begin Information given
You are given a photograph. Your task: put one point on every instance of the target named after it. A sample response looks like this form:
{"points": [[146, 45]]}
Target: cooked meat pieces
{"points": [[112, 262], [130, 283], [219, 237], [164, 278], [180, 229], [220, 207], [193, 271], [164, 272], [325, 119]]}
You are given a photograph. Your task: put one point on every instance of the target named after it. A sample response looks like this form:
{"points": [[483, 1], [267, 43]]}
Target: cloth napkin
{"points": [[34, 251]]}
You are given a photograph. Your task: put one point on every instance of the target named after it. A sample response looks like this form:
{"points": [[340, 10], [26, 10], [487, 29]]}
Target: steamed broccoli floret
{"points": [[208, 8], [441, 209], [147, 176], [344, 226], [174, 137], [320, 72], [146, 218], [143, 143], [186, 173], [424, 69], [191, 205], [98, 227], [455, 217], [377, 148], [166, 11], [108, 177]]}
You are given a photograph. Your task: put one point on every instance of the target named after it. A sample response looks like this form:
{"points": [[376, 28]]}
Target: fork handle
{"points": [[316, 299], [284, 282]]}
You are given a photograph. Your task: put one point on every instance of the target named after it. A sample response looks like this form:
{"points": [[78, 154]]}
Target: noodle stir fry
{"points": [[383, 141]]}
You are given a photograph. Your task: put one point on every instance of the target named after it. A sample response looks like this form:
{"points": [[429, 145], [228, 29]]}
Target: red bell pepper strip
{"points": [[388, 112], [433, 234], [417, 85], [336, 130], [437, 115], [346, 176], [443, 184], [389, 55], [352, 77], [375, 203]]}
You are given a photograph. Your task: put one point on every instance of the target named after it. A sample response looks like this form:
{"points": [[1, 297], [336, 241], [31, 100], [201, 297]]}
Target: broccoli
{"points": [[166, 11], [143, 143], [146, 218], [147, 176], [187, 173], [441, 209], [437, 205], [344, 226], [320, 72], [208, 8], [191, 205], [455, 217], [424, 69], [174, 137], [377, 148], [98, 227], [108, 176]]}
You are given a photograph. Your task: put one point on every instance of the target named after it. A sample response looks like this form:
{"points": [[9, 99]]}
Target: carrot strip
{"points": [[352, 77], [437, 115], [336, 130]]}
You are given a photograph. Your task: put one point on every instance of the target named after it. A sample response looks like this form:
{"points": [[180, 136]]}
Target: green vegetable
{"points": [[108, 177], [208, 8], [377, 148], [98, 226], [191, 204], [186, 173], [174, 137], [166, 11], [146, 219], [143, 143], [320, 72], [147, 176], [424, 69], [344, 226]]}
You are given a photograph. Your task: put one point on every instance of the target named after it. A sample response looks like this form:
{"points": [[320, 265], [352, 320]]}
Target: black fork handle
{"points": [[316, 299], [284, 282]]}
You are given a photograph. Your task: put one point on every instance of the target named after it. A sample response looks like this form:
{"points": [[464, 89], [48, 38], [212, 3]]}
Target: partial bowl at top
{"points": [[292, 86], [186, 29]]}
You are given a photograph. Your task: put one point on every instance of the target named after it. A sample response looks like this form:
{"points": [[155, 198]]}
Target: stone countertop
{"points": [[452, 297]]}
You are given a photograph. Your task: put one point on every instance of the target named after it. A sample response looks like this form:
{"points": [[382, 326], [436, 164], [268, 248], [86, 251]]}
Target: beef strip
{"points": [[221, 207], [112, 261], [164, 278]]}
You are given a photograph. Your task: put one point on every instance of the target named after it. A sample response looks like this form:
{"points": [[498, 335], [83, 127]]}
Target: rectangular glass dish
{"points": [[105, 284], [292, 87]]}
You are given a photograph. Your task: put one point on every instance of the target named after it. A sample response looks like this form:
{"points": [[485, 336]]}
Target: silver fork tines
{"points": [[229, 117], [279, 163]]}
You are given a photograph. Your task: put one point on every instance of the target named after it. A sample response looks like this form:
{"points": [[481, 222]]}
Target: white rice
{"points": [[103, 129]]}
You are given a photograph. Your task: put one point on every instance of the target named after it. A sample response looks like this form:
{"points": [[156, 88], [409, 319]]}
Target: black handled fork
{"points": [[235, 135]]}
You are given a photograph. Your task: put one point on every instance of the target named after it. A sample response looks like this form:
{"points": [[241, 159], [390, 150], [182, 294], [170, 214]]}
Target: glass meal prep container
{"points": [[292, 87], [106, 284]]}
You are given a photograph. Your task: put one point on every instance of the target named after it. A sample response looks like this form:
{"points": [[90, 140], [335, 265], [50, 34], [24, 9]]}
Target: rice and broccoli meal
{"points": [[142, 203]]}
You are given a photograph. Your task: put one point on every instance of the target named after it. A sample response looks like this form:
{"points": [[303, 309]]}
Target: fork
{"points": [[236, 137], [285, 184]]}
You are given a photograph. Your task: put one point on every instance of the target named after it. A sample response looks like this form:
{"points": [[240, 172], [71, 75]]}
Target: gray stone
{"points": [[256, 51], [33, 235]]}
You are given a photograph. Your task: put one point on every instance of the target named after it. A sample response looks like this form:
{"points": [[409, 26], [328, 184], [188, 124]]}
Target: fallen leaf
end Information given
→ **What to do**
Print every entry exactly as it appears.

→ **Full response**
You are given a photograph. Your task: put one point on every instance of the target named after it. A sample response looks like this form:
{"points": [[146, 45]]}
Target: cooked meat pieces
{"points": [[112, 262], [130, 283], [219, 237], [164, 278], [180, 229], [220, 207], [193, 271], [164, 272], [325, 119]]}
You are given a photograph. Your task: put one point on every instance of the target named after it. A sample response looks like this form:
{"points": [[483, 1], [267, 43]]}
Target: cloth napkin
{"points": [[34, 251]]}
You are given a photograph. Your task: put one point on every instance of the target named after it. A sample response looks like this form:
{"points": [[340, 10], [26, 10], [487, 29]]}
Target: steamed broccoli floret
{"points": [[208, 8], [441, 209], [147, 176], [344, 226], [174, 137], [320, 72], [146, 218], [143, 143], [186, 173], [424, 69], [191, 205], [98, 227], [455, 217], [377, 148], [166, 11], [108, 177]]}
You are given a photograph. Your task: put one point on every instance of the target named after it. A sample response looks like this form:
{"points": [[376, 28]]}
Target: fork handle
{"points": [[316, 299], [284, 282]]}
You are given a photograph. Your task: put one point on every instance of the target named after it. A sample response looks like this form:
{"points": [[78, 154]]}
Target: noodle stir fry
{"points": [[383, 141]]}
You are given a photograph. Your task: put one point on every instance of the target named after it. A sample response looks like this form:
{"points": [[429, 145], [228, 29]]}
Target: red bell pepper strip
{"points": [[388, 112], [433, 234], [417, 85], [336, 130], [437, 115], [346, 176], [443, 184], [389, 55], [352, 77], [375, 203]]}
You are given a photograph. Your task: put one point on every instance of the target named after it. A sample response looks like this form:
{"points": [[1, 297], [336, 241], [31, 100], [201, 297]]}
Target: broccoli
{"points": [[166, 11], [143, 143], [146, 218], [147, 176], [187, 173], [441, 209], [437, 205], [344, 226], [320, 72], [208, 8], [191, 205], [455, 217], [424, 69], [174, 137], [377, 148], [98, 227], [108, 176]]}
You are given a photograph. Your task: put one point on every instance of the target named after it. A sample response looks like this form:
{"points": [[9, 99]]}
Target: carrot strip
{"points": [[352, 77], [437, 115], [336, 130]]}
You are given a photograph. Your task: put one point on every instance of the target named after it. A sample response looks like this form:
{"points": [[180, 136]]}
Target: green vegetable
{"points": [[108, 177], [208, 8], [377, 148], [98, 226], [191, 204], [186, 173], [174, 137], [166, 11], [146, 219], [143, 143], [320, 72], [147, 176], [424, 69], [344, 226]]}
You are given a photograph. Your task: put one point on every instance of the target named after it. A sample response looks like this form:
{"points": [[320, 265], [352, 320]]}
Target: black fork handle
{"points": [[316, 299], [284, 282]]}
You are given a photograph. Your task: put one point on every instance of the target named after it. A sample response looks like this form:
{"points": [[464, 89], [48, 38], [212, 3]]}
Target: partial bowl at top
{"points": [[292, 86], [186, 29]]}
You are given a photograph. Your task: put one point on every instance of the target named after it. A sample response looks like this form:
{"points": [[155, 198]]}
Target: stone countertop
{"points": [[452, 297]]}
You are given a photograph. Your task: put one point on every instance of the target named after it. A sample response looks like this form:
{"points": [[382, 326], [436, 164], [268, 248], [86, 251]]}
Target: beef strip
{"points": [[221, 207], [112, 261], [164, 278]]}
You are given a photograph. Your task: put one point on every instance of the target named after it. A sample response looks like this form:
{"points": [[498, 335], [83, 127]]}
Target: rectangular glass dish
{"points": [[105, 284], [292, 87]]}
You are given a photograph. Your task: put one point on every instance of the target named after it. A sample response looks like this form:
{"points": [[485, 336]]}
Target: silver fork tines
{"points": [[229, 117], [279, 163]]}
You are given a photograph. Your task: put one point on every instance of the target named after it. A sample response looks like this form:
{"points": [[481, 222]]}
Target: white rice
{"points": [[103, 129]]}
You are given a photograph. Your task: put one point on every instance of the target named after it. A sample response looks like this form:
{"points": [[156, 88], [409, 319]]}
Target: black handled fork
{"points": [[235, 135]]}
You are given a photograph. Your task: put one point on every instance of the target named after it. A sample response looks like this form:
{"points": [[241, 159], [390, 150], [182, 294], [170, 214]]}
Target: glass meal prep container
{"points": [[292, 87], [106, 284]]}
You are given a photograph. Your task: put one point on every instance of the target named after it. A sample response looks like this form:
{"points": [[90, 140], [335, 265], [50, 34], [24, 9]]}
Target: rice and broccoli meal
{"points": [[142, 203]]}
You are given a photograph. Your task: put one point on every instance of the target named after it. A sample response looks like this form:
{"points": [[303, 309]]}
Target: fork
{"points": [[236, 137], [285, 184]]}
You are given a photograph. Your task: put one point on every instance of the target named after it. A sample response looks like this form:
{"points": [[240, 172], [71, 75]]}
Target: gray stone
{"points": [[256, 51], [33, 235]]}
You are given a photograph. Your task: put one point on every instance of the target named after it. A sample response looks like this form:
{"points": [[409, 26], [328, 184], [188, 124]]}
Target: fallen leaf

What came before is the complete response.